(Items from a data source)
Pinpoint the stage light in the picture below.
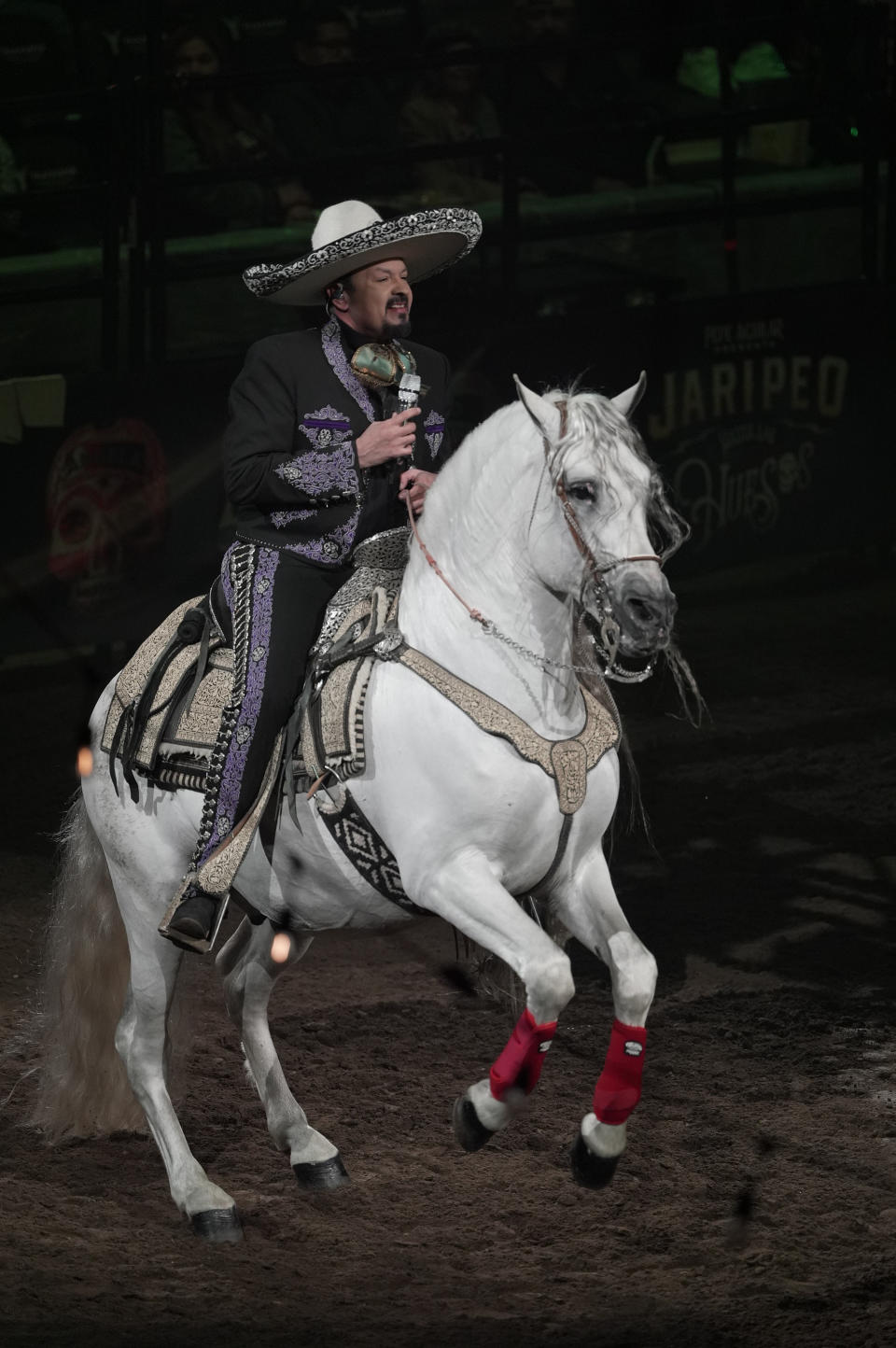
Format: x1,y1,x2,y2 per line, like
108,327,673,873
271,932,292,963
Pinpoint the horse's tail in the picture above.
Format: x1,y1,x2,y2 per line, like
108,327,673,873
28,792,146,1144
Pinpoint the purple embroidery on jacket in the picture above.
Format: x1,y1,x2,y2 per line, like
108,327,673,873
283,506,361,565
423,413,444,458
206,547,280,852
293,407,352,449
273,442,358,496
321,318,376,421
221,543,237,613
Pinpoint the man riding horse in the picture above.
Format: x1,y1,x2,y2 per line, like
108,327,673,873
159,201,483,950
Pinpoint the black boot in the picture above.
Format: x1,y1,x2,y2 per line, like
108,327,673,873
159,880,225,953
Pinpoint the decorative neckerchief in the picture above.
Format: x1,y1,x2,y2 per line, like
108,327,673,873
352,341,416,388
321,318,377,422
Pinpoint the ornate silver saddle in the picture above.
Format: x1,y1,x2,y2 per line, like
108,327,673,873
103,528,408,792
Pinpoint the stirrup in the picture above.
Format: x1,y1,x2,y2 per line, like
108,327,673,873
158,871,231,954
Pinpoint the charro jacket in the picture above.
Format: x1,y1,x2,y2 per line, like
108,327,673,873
224,319,450,566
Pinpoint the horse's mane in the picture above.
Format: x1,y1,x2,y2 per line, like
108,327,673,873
427,385,706,725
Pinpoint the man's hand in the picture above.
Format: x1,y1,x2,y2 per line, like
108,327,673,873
399,468,435,515
356,407,420,468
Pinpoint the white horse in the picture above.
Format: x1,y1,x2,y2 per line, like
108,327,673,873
29,376,683,1240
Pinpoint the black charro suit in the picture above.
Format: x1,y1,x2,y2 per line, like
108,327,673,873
191,319,450,871
224,319,450,568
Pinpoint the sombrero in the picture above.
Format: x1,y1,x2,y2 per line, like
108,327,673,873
243,201,483,304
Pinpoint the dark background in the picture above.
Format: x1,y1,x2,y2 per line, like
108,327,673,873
0,0,896,1348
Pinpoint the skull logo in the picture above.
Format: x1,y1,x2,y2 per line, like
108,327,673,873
48,418,168,608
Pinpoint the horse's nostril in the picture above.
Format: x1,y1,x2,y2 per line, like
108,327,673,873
625,595,663,626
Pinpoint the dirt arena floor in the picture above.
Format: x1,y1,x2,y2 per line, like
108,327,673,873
0,562,896,1348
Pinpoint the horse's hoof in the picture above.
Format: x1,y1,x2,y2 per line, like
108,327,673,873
190,1208,243,1245
452,1096,495,1151
570,1132,619,1189
292,1151,350,1190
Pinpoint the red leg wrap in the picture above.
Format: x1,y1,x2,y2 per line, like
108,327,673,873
592,1020,647,1123
489,1008,556,1100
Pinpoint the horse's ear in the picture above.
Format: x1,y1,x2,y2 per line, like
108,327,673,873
513,374,561,441
610,371,647,416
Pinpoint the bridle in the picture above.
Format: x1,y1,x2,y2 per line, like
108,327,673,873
541,401,663,683
406,401,663,683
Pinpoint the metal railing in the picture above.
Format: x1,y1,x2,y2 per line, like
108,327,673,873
0,3,896,373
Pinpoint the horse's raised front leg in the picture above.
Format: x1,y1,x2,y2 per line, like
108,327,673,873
408,848,575,1151
109,864,243,1243
553,847,656,1189
216,918,349,1189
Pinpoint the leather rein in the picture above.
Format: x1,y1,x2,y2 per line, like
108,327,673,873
406,401,663,683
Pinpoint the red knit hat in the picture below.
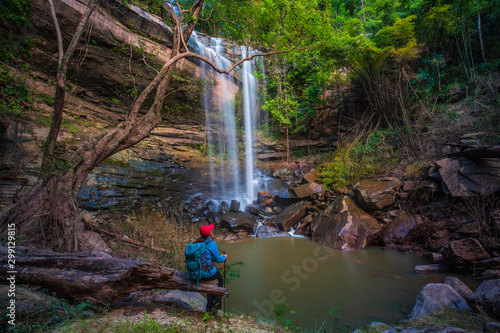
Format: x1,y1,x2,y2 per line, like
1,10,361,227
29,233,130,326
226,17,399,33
200,224,214,237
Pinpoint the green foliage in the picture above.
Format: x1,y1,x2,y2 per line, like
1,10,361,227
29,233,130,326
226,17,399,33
225,261,245,283
0,0,33,61
319,130,396,189
9,299,105,333
0,66,33,119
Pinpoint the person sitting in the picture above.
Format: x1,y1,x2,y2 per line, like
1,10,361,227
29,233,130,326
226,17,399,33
195,224,227,314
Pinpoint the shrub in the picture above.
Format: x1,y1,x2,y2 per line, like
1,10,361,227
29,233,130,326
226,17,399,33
319,130,396,189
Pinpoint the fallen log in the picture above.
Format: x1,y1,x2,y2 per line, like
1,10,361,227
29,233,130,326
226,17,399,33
86,223,170,253
0,248,229,304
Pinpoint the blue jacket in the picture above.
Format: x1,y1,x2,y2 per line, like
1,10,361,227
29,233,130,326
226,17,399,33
205,238,226,276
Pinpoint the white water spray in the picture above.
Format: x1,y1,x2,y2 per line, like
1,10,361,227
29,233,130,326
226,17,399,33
193,33,258,203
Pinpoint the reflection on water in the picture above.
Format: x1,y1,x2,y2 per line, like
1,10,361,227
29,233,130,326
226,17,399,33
218,238,468,331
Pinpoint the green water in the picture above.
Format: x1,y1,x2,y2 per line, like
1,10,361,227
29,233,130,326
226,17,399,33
217,238,467,332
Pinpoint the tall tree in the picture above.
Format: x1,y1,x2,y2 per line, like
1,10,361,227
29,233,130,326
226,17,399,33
0,0,282,250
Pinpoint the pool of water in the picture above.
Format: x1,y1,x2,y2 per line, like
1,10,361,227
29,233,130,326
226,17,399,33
217,237,467,331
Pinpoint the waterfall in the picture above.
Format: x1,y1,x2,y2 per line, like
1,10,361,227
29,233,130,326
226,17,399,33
193,33,259,203
241,46,258,200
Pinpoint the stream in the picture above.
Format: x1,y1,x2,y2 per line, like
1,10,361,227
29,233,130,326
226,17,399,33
217,237,470,331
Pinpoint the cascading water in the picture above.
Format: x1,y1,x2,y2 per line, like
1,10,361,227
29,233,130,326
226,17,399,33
241,46,258,200
193,33,258,203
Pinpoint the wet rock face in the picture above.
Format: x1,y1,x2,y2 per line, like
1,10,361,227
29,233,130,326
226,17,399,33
272,201,311,231
442,238,490,267
436,158,500,198
443,276,472,298
311,196,381,251
467,279,500,318
255,225,290,238
353,177,403,212
383,211,423,244
221,212,257,234
409,283,471,319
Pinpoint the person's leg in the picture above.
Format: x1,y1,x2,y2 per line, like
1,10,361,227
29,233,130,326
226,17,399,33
214,271,224,310
204,271,224,311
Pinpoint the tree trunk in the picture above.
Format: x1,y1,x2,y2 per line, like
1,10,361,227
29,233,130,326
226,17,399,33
477,12,486,62
286,127,290,163
0,248,229,304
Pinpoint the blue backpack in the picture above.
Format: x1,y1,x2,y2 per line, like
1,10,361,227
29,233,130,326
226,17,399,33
184,242,213,290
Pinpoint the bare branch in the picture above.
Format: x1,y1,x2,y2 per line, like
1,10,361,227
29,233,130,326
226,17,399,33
60,0,95,73
48,0,64,67
183,47,297,74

Your objective:
Return every line of the rows above that contains the word "green", matching case exactly.

Response for this exercise:
Pinpoint the green foliage in the picture above.
Pinpoint the green water in the picture above.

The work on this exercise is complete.